- _What is being asked_: Starting at the line that contains "man in dark" and continuing through the last of the entries, reproduce every line, requests included, and shift each coordinate in the answers by adding -64 to it.

# start of Data for this task

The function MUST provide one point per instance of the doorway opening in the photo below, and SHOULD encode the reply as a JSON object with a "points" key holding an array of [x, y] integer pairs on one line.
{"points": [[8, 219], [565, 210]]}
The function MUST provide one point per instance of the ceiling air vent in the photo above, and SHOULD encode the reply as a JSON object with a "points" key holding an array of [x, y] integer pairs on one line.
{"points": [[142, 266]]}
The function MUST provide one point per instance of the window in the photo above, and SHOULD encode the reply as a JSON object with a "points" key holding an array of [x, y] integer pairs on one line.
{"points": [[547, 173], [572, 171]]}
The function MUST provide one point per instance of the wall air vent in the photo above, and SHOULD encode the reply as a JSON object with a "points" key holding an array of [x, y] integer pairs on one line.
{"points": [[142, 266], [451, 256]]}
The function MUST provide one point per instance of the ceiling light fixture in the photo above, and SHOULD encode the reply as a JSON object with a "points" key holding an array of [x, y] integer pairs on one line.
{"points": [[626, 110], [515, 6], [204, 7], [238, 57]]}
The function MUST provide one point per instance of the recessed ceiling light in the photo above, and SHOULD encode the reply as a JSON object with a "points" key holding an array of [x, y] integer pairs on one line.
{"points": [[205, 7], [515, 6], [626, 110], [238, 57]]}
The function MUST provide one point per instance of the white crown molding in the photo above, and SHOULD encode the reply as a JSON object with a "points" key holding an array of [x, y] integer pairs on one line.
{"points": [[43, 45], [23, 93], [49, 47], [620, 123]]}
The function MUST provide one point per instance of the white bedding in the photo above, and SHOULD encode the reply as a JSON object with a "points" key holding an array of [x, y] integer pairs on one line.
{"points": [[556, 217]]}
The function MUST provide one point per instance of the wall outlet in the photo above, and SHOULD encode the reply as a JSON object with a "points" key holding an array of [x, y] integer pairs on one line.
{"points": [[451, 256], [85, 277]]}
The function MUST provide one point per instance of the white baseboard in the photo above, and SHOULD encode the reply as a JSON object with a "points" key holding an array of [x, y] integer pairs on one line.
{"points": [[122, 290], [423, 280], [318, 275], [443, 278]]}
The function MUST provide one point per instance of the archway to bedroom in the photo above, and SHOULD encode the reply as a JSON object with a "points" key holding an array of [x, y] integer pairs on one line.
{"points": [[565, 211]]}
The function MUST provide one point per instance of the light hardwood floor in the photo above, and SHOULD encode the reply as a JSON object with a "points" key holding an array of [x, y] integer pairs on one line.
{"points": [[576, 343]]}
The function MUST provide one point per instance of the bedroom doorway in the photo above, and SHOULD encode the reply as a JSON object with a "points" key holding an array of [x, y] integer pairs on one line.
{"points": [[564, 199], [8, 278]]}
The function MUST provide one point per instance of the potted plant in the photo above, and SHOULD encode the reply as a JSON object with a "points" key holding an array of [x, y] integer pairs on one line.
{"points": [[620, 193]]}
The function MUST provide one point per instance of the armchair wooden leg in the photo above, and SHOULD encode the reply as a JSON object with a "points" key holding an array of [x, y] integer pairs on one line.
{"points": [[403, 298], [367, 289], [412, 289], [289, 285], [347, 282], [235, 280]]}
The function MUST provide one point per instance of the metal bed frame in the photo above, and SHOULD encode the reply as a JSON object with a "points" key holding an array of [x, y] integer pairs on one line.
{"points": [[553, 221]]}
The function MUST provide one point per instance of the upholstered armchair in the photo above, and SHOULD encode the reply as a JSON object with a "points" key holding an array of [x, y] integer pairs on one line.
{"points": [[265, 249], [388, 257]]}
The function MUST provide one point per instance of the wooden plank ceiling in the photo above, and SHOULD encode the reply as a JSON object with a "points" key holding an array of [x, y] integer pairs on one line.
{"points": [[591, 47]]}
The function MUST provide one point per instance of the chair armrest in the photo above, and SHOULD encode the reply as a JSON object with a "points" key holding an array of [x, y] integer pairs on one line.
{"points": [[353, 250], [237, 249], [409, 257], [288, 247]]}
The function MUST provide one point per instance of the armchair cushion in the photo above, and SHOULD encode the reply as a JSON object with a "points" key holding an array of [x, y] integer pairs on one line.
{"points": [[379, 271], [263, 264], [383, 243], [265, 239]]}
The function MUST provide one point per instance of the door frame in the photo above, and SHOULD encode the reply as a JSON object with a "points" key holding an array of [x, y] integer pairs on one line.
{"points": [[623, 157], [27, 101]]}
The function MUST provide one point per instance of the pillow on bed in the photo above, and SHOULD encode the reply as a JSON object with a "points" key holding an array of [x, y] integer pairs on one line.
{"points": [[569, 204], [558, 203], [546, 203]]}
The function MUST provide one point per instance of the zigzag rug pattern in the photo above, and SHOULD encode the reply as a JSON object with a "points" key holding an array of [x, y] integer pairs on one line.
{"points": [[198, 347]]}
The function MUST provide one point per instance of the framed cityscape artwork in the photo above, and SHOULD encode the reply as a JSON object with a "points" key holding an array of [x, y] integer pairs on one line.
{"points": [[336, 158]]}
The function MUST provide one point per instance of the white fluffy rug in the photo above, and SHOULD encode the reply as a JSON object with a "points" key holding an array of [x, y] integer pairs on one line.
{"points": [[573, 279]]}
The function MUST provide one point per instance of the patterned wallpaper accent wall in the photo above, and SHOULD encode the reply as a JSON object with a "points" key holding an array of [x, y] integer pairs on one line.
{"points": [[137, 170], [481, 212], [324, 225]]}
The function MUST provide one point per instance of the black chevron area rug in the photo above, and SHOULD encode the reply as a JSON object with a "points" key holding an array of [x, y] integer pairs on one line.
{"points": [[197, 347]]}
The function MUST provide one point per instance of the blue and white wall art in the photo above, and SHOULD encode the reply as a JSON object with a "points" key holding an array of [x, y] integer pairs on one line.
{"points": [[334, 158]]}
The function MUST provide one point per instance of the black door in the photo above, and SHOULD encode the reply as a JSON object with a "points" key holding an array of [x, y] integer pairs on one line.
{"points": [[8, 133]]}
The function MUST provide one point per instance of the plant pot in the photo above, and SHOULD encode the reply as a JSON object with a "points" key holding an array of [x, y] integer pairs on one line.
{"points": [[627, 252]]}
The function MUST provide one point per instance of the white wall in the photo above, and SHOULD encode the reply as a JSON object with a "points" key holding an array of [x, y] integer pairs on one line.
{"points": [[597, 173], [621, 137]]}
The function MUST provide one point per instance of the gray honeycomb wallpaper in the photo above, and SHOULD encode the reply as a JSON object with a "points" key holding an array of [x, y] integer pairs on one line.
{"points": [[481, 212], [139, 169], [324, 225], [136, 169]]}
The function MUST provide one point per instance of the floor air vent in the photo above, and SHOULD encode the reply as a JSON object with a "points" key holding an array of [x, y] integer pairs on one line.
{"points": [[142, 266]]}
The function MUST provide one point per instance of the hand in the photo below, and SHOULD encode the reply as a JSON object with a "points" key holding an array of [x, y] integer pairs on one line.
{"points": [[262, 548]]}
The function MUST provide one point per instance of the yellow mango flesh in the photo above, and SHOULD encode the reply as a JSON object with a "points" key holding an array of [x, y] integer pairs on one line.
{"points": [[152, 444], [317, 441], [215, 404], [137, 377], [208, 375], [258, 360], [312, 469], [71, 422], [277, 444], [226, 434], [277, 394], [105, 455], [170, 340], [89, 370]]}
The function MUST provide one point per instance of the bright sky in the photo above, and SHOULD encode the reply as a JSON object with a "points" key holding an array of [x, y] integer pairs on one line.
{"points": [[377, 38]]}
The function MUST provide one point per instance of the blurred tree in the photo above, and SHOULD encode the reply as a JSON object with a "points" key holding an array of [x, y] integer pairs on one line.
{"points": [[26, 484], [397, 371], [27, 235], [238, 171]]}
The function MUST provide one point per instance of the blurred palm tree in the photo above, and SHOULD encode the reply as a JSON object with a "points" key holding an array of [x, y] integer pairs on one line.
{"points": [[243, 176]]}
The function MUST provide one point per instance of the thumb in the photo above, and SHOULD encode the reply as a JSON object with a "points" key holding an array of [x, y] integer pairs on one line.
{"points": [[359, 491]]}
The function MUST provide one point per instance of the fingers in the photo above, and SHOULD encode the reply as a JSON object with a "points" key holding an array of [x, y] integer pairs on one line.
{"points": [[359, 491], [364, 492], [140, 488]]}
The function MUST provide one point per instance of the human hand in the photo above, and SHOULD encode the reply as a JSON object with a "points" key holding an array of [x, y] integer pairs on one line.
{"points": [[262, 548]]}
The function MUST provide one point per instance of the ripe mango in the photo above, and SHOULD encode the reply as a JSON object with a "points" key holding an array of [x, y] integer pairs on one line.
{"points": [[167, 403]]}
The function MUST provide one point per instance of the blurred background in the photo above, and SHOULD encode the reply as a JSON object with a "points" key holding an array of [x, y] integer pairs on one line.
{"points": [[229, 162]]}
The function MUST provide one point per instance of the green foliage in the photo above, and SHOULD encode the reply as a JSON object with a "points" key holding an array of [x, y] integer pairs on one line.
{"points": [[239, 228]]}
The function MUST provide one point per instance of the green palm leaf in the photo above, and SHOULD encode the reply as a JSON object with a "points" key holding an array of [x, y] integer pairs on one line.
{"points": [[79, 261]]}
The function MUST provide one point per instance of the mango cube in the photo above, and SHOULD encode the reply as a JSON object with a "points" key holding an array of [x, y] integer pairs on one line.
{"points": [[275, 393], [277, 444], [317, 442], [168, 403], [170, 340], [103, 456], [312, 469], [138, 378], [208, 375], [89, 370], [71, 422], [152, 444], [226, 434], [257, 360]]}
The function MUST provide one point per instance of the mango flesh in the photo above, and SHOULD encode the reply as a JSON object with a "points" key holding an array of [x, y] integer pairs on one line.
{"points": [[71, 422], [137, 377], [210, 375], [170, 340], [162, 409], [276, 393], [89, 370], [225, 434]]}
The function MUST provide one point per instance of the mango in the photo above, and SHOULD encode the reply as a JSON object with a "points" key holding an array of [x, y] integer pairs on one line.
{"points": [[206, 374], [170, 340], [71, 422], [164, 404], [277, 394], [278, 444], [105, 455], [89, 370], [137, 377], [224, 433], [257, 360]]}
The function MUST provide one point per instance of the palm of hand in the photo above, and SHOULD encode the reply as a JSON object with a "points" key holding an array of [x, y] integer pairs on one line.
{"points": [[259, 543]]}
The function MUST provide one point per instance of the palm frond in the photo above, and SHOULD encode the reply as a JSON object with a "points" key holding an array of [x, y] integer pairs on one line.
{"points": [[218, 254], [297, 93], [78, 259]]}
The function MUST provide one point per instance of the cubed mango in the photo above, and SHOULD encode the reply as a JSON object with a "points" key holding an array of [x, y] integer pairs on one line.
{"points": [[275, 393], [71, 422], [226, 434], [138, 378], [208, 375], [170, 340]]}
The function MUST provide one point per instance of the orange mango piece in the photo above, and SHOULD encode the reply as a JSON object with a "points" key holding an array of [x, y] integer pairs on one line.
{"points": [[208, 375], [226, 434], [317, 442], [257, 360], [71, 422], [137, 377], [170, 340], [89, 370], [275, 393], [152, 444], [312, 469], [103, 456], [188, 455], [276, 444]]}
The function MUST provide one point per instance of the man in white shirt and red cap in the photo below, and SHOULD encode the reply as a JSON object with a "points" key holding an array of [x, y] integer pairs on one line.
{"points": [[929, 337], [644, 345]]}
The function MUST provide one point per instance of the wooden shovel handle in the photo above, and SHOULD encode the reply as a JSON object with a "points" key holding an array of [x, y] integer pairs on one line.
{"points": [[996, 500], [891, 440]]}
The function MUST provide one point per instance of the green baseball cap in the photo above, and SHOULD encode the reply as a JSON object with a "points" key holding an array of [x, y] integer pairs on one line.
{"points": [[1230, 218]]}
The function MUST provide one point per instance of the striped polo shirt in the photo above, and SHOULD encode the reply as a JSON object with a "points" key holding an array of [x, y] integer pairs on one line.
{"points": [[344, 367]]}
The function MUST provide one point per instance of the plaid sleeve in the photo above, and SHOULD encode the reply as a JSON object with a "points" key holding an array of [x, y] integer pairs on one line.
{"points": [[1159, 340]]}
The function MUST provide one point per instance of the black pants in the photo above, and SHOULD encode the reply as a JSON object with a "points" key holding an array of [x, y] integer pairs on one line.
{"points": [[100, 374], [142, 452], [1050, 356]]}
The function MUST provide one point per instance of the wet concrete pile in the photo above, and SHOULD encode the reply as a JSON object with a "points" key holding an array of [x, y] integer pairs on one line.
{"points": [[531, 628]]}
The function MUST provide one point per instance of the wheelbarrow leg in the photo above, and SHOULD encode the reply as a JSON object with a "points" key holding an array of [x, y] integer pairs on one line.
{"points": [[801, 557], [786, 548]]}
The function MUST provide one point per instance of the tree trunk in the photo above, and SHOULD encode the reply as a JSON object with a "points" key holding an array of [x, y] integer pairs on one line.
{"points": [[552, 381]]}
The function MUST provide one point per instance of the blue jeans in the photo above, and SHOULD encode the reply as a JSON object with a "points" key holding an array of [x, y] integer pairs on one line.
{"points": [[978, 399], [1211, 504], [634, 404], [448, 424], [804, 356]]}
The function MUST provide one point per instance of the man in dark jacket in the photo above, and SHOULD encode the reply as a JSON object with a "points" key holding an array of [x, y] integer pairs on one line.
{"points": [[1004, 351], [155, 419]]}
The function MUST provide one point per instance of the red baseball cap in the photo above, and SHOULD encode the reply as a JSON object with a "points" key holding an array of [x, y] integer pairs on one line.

# end of Data for this task

- _Reply_:
The function MUST provide one point per instance of the man in dark jacket in the photo above, and SHOULD encode the reply as a JSON object with a "points" key holding an array of [x, y] integer pairs on one line.
{"points": [[940, 287], [91, 355]]}
The function MUST provide one point per instance of the red baseball cap in the photo above, and SHOULD encode the reply as a JSON object with a "points" key holding an array of [x, y] integer pairs on one line.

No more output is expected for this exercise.